# WHAT YOU SHOULD DO
Write out the complete material exactly as it stands.

(Dataset excerpts on object pointing)

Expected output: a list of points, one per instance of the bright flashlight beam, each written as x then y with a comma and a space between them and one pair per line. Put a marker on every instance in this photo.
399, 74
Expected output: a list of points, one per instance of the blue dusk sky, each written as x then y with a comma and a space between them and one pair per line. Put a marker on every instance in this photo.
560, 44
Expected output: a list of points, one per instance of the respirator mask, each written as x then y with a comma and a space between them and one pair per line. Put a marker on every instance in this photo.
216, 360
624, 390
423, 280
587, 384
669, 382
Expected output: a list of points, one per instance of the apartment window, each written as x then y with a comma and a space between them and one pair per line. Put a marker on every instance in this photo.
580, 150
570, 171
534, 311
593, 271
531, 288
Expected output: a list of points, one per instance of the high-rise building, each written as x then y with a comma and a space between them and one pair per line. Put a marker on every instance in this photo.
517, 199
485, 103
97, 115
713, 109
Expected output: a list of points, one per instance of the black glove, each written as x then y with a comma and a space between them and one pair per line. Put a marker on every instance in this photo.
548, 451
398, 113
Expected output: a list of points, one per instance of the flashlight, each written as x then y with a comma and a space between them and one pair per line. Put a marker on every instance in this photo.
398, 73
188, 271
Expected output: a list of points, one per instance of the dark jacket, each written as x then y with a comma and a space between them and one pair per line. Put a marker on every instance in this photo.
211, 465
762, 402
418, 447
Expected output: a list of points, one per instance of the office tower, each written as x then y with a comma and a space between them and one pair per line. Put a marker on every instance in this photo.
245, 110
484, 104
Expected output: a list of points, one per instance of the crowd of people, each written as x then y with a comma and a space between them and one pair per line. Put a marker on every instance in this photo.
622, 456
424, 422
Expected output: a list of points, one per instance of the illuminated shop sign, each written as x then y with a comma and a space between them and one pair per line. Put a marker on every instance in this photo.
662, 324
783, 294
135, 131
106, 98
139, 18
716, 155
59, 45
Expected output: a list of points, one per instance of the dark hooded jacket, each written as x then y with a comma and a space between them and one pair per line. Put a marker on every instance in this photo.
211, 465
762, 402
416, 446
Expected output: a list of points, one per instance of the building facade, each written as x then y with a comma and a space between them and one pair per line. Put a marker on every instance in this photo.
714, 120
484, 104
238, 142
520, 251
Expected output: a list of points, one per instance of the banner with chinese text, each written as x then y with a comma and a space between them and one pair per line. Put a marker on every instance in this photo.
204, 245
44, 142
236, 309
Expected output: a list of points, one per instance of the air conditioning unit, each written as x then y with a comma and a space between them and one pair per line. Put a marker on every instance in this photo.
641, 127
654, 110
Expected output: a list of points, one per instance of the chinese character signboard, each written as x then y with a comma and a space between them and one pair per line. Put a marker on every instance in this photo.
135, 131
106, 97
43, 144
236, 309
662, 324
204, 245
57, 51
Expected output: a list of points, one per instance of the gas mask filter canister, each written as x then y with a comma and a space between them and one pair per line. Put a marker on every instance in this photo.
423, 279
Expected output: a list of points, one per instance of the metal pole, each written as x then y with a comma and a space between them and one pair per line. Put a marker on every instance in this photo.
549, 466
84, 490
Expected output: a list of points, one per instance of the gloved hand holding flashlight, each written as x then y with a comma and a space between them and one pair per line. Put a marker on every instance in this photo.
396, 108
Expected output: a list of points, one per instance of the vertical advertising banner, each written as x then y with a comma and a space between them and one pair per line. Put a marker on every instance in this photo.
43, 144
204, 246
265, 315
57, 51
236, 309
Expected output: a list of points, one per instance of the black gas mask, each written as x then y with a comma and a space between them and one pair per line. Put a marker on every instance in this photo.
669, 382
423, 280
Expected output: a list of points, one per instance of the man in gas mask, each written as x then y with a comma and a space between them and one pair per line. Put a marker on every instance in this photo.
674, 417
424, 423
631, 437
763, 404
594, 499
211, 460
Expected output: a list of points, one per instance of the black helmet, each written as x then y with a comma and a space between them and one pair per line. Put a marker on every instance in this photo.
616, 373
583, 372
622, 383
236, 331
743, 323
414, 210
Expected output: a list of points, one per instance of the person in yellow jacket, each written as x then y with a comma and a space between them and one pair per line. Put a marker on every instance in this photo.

# RESULT OF THE EXERCISE
Expected output: a list of points, one per instance of the bright flashlight beam, each written as x then y with a comma and a space between them and one pair per line. Put a marker on every instance in this photo.
399, 74
Expected output: a list of points, one per instance of the blue dusk sky, each written as x then y with a comma and a space between them and one pair per line. Put a marker on every instance in this photo.
560, 44
Expected output: a list of points, one per instance of the respirator mask, each written as x then y with a comma and a space between them and one pair per line. Put a marker on every instance in this photo.
216, 360
624, 390
423, 280
587, 384
669, 382
Expected output: a list of points, one per instance of the apartment window, each written as x then y with a comma and a space between them and one pair per line. Put a marker on every instance in this photo.
580, 150
570, 171
534, 311
593, 271
531, 288
Expected output: a list of points, one per instance of the high-rise building, each written as x then y with a comma and a space between them and one pair per line. Put a marker on every instance in this photo.
517, 199
485, 103
97, 115
713, 109
Expected output: a list of points, one per instance of the black glove, each written as x then y with a comma and a space between them and one pair per line. Put a marker on every instance in this photo.
548, 451
398, 113
Expected output: a list of points, one per instance of the flashlight, each written as x then y with a comma and a space between them and one pair per line. Put a marker on every instance in this photo.
398, 73
188, 271
Expected output: a list of points, one per instance of the dark jacket, each written as x then y with a comma and a space between them and one pair per line. Put a marker on every instance in this photo.
211, 465
762, 402
418, 447
Expected output: a list of points, one per instance of the office tower, each written as x then y with a comma and a space between them and one pair per line. Put a marker on every instance in this photo.
245, 110
484, 104
Expected output: a list of points, one per instance of the crowd of people, each written as x then y with a comma and a space between them and one pair per line. Put a marker on every instance in this photo.
622, 456
424, 422
Expected output: a list of points, one per instance of the illuminated shop sign, each written as x then y with a comma and a space between them and one pair per line. Put a marker on every instance in this photo.
662, 324
783, 294
135, 131
106, 98
139, 18
716, 155
59, 45
Expected output: a list of points, one per instance of the dark hooded jacket, each written as x then y with a comma and a space between them and one pair per line. Put a marker on every instance in this photo.
211, 465
762, 402
416, 446
Expected output: a list of points, one per instance of the building facade, each written as x then y with a comma and a space between them and one pair per line. Put a marker on every instance in this photo.
714, 120
484, 104
238, 142
520, 251
Expected output: a list of points, one per instance of the banner with chinese text, each written as x then y with a comma and a space between them and one pair per line. Put a marker on every instance in this photo.
204, 245
44, 142
236, 309
Expected output: a list of points, one per instance of the air conditioning unit, each written as x then y with a comma and a space between them and one pair per line. Put a marker on every instance in this photo.
641, 127
654, 110
Expected output: a list of points, one per instance of the chinese character signboard, each written as x then y with a comma and a space between them and one pair per line. Put a marker on every instance in this photo.
135, 131
106, 97
43, 144
236, 309
662, 324
204, 245
57, 51
Expected output: a list of points, one per instance of the gas mask filter canister, each written as x then y with a comma and a space between them and one pair per line. Put a marker on every instance in this photo.
423, 279
Expected output: a list of points, one per instance of the metal pole, each written as x then y with a comma and a space between them and one pair per line. Put a marker on every instance in this photo.
549, 466
84, 490
Expected output: a list of points, one per instance of the gloved hand holding flashlight, each written as x then y with a comma and a space between them and one pair per line. Put a marker on every instance in this photo.
396, 108
Expected output: a list of points, one per instance of the vertical advertising banner, each written as x then y with a comma and a space between them and one pair per line. Put a marker on every instance in this photo.
43, 144
204, 246
265, 315
57, 51
236, 309
Expected output: a list of points, one per instance of the black gas mask, each written as x then y with a comma and a space between them and one pair per line. Put a marker on every instance in this photo.
669, 382
423, 280
Expected output: a list of points, one per instance of the man in gas mask, each written as x then y with a comma and a space between them and one pair per line. Put a marker on every instance in this photo.
674, 417
424, 423
631, 437
763, 404
594, 499
211, 460
Expected output: a list of points, one per instance of the black helmet, each written as x then y with a comma and a space between them and one pair per line. Put a marker on every instance in this photo.
616, 373
583, 372
622, 383
236, 331
743, 323
414, 210
Expected output: a list of points, one per instance of the person in yellow jacket, each written as x then y with a comma and a space between them and one pair per line. Put a marker on every instance in this photo.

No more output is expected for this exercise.